--- TEXT EXCERPT ---

- Date: April 4, 2014
- Presenters: Charles Kevin Tan, Isabelle Daza
- Venue: Pana-ad Stadium, Bacolod, Negros Occidental, Philippines
- Entrants: 22
- Winner: Alexis Danica B. Drilon Bacolod

= Lin-ay sang Negros 2014 =

Lin-ay sang Negros 2014, the 20th edition of the annual Lin-ay sang Negros pageant was held on April 4, 2014 at the Pana-ad Stadium. Twenty-two (22) ladies from different cities and municipalities of Negros Occidental participated in the pageant. Lin-ay sang Negros 2013 of Bacolod Samyah Al-dossary crowned Alexos Danica Drilon also of Bacolod.

---

→ THINGS TO DO:
A) Answer these questions about the pageant text, one line each:
(i) Which edition of the annual Lin-ay sang Negros pageant was the 2014 event?
(ii) Who were the presenters?
(iii) Who was Lin-ay sang Negros 2013?
B) Recast the records as a JSON list of strings, one string per line and no blank lines, covering everything from the line containing "For this evaluation, locate the green" down to the end of the records.
The pageant text and the records are unrelated and should be treated as separate material.

--- TASK MATERIAL ---

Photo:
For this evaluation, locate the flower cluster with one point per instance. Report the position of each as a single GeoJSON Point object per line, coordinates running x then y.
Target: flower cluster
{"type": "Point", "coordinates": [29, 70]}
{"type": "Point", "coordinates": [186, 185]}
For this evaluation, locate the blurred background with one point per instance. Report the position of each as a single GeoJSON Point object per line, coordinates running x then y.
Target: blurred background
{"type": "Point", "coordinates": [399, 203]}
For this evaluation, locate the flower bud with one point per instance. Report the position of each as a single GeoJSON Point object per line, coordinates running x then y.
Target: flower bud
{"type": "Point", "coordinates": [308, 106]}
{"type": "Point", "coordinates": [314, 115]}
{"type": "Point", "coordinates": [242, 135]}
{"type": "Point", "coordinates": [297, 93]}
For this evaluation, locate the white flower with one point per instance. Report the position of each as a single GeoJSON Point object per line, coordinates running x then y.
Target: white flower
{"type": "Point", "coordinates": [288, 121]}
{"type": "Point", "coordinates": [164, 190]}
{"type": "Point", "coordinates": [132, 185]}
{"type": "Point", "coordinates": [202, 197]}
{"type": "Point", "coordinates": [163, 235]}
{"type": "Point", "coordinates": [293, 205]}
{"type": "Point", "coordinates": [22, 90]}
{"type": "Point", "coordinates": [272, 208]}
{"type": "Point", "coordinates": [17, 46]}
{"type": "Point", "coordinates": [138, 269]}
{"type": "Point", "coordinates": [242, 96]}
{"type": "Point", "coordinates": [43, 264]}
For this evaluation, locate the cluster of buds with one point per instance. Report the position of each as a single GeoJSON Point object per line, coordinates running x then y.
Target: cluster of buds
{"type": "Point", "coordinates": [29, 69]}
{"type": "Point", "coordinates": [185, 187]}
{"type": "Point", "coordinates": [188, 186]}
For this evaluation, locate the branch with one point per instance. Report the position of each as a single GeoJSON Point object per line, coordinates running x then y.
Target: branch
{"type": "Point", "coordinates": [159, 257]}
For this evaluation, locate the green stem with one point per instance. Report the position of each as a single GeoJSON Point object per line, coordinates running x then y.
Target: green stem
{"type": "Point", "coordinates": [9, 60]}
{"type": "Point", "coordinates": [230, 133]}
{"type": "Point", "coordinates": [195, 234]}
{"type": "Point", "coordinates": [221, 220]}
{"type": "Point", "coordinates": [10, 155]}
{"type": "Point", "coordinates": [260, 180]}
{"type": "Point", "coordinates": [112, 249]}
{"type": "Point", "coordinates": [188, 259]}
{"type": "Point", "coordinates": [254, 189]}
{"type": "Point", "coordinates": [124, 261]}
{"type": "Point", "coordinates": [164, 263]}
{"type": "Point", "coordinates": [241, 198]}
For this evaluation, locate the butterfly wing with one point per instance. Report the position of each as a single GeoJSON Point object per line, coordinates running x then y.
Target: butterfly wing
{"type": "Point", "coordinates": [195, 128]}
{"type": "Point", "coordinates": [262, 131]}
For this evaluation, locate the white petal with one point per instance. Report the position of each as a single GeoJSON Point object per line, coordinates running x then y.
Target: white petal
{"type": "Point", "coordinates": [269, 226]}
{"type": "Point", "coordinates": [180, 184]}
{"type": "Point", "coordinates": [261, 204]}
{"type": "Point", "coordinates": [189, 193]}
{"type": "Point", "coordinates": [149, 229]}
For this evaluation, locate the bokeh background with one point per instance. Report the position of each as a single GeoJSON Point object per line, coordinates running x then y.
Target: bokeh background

---

→ WRITTEN ANSWERS:
A)
(i) The 20th edition.
(ii) Charles Kevin Tan and Isabelle Daza.
(iii) Samyah Al-dossary of Bacolod.

B)
[
  "For this evaluation, locate the green stem with one point per instance. Report the position of each as a single GeoJSON Point object per line, coordinates running x then y.",
  "Target: green stem",
  "{\"type\": \"Point\", \"coordinates\": [9, 60]}",
  "{\"type\": \"Point\", \"coordinates\": [230, 133]}",
  "{\"type\": \"Point\", \"coordinates\": [195, 234]}",
  "{\"type\": \"Point\", \"coordinates\": [221, 220]}",
  "{\"type\": \"Point\", \"coordinates\": [10, 155]}",
  "{\"type\": \"Point\", \"coordinates\": [260, 180]}",
  "{\"type\": \"Point\", \"coordinates\": [112, 249]}",
  "{\"type\": \"Point\", \"coordinates\": [188, 259]}",
  "{\"type\": \"Point\", \"coordinates\": [254, 189]}",
  "{\"type\": \"Point\", \"coordinates\": [124, 261]}",
  "{\"type\": \"Point\", \"coordinates\": [164, 263]}",
  "{\"type\": \"Point\", \"coordinates\": [241, 198]}",
  "For this evaluation, locate the butterfly wing with one point per instance. Report the position of each as a single GeoJSON Point object per line, coordinates running x then y.",
  "Target: butterfly wing",
  "{\"type\": \"Point\", \"coordinates\": [195, 128]}",
  "{\"type\": \"Point\", \"coordinates\": [262, 131]}",
  "For this evaluation, locate the white petal with one point per instance. Report the position of each as a single GeoJSON Point object per line, coordinates running x then y.",
  "Target: white petal",
  "{\"type\": \"Point\", \"coordinates\": [269, 226]}",
  "{\"type\": \"Point\", \"coordinates\": [180, 184]}",
  "{\"type\": \"Point\", \"coordinates\": [261, 204]}",
  "{\"type\": \"Point\", \"coordinates\": [189, 193]}",
  "{\"type\": \"Point\", \"coordinates\": [149, 229]}",
  "For this evaluation, locate the bokeh background with one point per instance. Report the position of each as a single GeoJSON Point object per line, coordinates running x then y.",
  "Target: bokeh background"
]